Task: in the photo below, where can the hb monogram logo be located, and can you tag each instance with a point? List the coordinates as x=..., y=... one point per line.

##########

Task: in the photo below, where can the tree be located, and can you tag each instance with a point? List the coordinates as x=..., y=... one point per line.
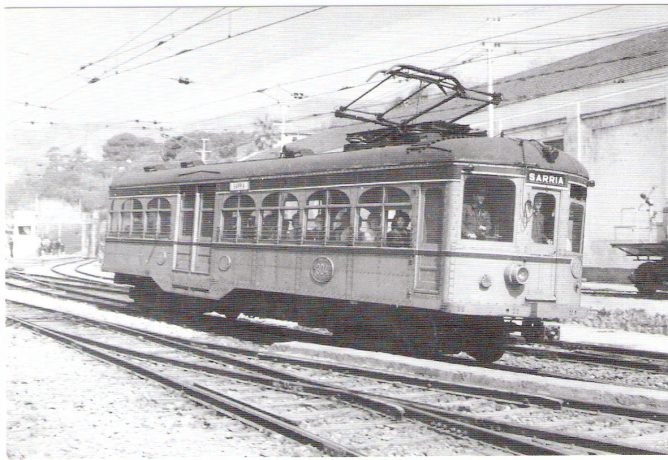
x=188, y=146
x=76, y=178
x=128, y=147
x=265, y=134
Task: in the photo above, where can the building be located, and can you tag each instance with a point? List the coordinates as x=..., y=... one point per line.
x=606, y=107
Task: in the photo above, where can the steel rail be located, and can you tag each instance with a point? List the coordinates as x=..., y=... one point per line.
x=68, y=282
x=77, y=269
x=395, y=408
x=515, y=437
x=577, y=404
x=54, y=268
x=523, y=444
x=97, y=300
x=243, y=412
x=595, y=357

##########

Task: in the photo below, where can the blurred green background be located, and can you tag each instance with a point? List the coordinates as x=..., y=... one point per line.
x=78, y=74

##########

### REQUIRED TASK:
Rewrite the rows starting at the one containing "Task: in the photo above, where can the steel" and ending at the one containing "x=595, y=357", replacing "steel rail" with "metal track" and leaving everything else unchanged.

### COMPLETE RESPONSE:
Task: in the photo above, where can the metal track be located, and can you tag each instance with a point? List the coordinates as x=..., y=... one point per line.
x=68, y=282
x=77, y=269
x=395, y=408
x=515, y=437
x=577, y=404
x=54, y=268
x=523, y=444
x=97, y=300
x=243, y=412
x=595, y=357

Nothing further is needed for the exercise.